**Description of the task**
Only the lines from the one containing "Can you find the woman's" through the end of the listing below belong in your answer; retype them exactly.

**Data in this exercise**
════
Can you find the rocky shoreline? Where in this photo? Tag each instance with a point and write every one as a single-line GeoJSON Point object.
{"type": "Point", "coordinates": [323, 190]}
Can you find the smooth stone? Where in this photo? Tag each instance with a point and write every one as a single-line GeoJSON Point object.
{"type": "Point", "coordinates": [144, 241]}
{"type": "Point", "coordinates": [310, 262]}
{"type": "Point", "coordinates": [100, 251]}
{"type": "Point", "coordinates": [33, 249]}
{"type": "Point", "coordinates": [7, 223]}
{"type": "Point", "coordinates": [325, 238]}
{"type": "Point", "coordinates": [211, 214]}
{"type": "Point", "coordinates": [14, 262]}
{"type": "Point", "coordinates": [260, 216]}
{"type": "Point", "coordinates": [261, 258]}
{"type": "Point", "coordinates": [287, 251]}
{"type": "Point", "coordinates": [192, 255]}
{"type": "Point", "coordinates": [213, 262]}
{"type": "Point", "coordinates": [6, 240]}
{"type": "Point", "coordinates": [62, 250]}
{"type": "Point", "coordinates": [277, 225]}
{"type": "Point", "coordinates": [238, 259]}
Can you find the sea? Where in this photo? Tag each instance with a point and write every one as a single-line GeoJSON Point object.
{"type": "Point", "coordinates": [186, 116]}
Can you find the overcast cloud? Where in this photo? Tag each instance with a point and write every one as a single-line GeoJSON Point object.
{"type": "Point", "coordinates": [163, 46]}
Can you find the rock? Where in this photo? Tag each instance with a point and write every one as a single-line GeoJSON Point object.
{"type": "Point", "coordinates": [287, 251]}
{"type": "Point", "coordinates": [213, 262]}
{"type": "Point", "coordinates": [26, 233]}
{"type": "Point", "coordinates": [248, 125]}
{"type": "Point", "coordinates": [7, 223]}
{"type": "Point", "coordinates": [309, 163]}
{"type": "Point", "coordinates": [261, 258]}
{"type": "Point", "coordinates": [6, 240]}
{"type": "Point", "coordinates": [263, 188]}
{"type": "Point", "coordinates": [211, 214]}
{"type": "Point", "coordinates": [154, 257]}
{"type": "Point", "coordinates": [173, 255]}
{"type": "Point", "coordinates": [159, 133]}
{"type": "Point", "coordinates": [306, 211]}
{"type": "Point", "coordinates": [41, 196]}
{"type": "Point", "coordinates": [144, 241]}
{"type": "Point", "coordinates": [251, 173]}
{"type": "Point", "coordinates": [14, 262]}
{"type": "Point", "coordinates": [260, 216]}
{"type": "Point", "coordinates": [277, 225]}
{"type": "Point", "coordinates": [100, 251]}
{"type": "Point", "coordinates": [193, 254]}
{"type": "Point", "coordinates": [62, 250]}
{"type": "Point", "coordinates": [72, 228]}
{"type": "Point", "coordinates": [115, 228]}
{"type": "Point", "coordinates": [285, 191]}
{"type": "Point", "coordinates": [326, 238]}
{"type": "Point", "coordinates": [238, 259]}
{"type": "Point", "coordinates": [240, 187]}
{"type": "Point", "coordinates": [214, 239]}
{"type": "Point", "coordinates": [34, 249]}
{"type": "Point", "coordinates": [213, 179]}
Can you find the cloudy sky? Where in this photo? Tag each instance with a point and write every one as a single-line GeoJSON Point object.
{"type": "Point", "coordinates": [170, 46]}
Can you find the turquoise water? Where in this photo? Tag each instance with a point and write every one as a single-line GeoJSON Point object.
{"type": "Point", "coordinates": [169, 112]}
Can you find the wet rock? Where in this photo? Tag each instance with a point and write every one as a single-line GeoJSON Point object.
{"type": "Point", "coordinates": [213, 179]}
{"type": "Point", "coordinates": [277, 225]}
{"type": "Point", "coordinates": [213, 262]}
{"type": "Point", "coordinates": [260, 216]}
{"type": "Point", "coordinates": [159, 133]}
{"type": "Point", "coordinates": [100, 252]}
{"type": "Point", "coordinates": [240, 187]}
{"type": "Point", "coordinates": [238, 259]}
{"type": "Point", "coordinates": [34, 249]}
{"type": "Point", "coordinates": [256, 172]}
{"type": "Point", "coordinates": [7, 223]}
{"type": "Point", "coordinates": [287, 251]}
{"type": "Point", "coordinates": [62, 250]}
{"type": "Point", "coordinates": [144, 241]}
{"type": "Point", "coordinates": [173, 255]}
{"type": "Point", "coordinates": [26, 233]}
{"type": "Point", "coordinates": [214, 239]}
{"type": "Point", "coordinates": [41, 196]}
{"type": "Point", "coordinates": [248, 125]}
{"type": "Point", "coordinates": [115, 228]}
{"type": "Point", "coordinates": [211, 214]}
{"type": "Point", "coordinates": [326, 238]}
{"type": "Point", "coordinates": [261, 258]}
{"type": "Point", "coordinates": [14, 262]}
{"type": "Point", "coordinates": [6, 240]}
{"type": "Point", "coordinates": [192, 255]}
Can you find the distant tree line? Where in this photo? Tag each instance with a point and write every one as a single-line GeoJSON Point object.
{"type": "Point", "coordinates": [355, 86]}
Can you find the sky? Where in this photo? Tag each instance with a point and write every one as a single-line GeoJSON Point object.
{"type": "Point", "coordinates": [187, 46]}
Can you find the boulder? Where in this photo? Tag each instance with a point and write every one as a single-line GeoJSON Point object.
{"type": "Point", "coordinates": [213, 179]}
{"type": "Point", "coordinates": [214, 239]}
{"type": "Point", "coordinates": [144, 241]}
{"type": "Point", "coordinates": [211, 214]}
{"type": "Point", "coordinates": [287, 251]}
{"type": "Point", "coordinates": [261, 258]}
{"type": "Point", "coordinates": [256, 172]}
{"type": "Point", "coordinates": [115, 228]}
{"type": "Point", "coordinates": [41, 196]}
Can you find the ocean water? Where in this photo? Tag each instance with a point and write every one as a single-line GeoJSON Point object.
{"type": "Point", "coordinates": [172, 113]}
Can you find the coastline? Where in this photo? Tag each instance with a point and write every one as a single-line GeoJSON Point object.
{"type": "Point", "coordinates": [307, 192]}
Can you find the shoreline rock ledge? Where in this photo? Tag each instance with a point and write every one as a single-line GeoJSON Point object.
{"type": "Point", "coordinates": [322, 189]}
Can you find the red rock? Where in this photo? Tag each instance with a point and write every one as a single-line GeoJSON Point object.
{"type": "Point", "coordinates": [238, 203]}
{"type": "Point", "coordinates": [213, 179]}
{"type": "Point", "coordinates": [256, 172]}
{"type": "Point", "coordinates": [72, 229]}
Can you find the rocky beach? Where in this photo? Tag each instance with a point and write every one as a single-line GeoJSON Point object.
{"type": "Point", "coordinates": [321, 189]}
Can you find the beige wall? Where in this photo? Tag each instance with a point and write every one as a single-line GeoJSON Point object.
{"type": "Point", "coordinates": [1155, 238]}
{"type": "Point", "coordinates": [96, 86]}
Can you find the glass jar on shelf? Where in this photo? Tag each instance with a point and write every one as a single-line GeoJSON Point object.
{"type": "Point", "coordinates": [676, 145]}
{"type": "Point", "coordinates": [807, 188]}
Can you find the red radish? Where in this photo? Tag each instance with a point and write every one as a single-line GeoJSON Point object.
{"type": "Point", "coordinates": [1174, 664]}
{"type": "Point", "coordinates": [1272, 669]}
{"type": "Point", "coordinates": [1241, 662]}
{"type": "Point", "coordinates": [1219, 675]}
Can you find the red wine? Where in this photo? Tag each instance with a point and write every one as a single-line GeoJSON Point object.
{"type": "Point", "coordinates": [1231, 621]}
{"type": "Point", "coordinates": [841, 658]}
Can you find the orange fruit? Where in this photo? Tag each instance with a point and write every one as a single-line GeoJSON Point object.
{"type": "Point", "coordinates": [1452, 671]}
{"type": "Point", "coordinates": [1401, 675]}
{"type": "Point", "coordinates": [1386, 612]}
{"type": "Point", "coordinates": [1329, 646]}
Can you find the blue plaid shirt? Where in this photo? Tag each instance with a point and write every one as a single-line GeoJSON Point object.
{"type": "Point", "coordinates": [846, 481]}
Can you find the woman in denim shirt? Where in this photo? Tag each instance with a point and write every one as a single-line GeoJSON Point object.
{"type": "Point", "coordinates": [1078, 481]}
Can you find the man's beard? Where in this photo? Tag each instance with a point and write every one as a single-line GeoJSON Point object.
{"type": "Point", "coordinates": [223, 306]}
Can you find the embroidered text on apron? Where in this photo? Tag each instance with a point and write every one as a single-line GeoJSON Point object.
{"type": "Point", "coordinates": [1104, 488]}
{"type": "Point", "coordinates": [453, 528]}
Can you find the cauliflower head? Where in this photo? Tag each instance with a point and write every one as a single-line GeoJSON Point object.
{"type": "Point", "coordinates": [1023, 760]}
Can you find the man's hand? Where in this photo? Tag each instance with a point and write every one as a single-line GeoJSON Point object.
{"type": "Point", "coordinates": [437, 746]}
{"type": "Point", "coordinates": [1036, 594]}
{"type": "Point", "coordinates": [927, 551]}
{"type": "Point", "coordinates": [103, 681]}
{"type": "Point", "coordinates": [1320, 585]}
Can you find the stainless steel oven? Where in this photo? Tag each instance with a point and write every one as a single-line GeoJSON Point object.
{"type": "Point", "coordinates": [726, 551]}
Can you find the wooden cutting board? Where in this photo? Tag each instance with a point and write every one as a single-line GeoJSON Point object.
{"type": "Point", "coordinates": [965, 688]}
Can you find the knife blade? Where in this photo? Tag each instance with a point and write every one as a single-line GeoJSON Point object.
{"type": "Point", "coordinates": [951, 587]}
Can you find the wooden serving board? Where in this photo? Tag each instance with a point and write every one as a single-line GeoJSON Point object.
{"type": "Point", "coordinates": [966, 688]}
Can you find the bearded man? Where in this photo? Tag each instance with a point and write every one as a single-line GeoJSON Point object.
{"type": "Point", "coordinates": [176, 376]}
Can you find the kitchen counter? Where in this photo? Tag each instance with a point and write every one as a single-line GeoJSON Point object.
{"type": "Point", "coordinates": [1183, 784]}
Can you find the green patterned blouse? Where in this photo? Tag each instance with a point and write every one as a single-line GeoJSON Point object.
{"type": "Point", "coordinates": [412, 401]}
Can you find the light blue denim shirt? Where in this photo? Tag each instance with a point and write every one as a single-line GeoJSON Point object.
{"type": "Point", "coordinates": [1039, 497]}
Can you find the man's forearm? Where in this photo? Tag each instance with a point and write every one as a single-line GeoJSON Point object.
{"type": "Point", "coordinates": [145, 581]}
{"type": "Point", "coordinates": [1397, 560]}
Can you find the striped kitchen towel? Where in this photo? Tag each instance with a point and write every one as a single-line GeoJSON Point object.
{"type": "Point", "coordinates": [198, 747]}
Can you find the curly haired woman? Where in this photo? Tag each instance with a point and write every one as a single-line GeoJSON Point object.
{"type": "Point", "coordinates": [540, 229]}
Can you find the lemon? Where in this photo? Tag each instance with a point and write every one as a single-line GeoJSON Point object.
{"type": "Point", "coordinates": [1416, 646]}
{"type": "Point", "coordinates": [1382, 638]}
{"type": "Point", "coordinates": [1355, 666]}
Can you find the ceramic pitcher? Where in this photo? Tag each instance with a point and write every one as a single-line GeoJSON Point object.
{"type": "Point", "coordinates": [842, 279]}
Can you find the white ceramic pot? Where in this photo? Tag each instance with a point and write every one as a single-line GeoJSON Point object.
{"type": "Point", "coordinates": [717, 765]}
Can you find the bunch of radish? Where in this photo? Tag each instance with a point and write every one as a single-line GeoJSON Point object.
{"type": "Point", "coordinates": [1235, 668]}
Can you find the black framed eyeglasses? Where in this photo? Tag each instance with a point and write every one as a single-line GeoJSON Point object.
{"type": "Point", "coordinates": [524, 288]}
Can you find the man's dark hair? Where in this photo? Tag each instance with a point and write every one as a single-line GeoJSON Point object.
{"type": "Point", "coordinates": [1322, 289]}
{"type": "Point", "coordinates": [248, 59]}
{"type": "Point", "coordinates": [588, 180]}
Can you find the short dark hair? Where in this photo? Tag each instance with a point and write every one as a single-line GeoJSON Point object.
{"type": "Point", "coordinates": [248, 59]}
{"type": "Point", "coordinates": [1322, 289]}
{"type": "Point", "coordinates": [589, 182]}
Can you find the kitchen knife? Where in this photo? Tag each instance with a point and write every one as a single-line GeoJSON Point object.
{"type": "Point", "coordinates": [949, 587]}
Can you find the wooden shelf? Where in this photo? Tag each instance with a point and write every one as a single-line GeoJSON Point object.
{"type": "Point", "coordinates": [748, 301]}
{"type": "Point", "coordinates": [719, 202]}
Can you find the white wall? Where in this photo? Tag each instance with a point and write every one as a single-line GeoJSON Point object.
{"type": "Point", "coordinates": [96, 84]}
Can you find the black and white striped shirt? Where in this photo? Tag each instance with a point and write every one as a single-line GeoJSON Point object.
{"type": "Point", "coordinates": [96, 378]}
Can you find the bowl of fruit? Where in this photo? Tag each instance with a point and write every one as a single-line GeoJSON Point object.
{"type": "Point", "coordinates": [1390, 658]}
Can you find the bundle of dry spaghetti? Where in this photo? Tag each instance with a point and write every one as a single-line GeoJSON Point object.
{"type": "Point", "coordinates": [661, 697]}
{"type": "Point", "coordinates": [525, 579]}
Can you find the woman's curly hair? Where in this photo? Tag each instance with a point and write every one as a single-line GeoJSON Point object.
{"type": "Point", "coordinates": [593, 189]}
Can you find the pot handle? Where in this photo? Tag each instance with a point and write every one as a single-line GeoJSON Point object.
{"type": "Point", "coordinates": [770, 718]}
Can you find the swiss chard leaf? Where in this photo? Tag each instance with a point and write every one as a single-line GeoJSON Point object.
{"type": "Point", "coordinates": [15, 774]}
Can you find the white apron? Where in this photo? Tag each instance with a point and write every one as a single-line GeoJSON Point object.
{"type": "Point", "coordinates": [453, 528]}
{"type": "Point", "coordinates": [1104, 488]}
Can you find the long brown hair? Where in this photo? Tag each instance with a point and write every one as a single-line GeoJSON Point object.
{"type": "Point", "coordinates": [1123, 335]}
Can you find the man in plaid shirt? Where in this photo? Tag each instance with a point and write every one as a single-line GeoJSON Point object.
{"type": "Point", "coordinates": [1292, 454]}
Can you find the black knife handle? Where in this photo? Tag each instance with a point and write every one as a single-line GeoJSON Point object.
════
**Exercise output**
Can you find the woman's curly hair? Where in this photo? Tag each instance with a point and write every one as a single-line GeoJSON Point object.
{"type": "Point", "coordinates": [593, 189]}
Can you find the pot handle? Where in this photo? Tag each instance with a point and write every one as a single-line GeoJSON Point object.
{"type": "Point", "coordinates": [770, 718]}
Can you find the swiss chard leaf? Where in this photo? Tag each instance with a point and write every one as a single-line GeoJSON Point object.
{"type": "Point", "coordinates": [15, 774]}
Can you find the white apron? Where in this photo? Tag each instance with a point and write every one as a single-line GeoJSON Point object.
{"type": "Point", "coordinates": [453, 528]}
{"type": "Point", "coordinates": [1104, 488]}
Can you find the long brown hair? Where in this photo? Tag each instance with a point and write every one as a single-line GeoJSON Point object.
{"type": "Point", "coordinates": [1123, 335]}
Can you find the man in plaid shirt? Where in this photo? Tag each instance with a point and write every one as a single-line GeoJSON Point object.
{"type": "Point", "coordinates": [1292, 454]}
Can you find the black knife handle? Where in this photo? Tag each instance with a point and write every one as a single-line GeoJSON Point object.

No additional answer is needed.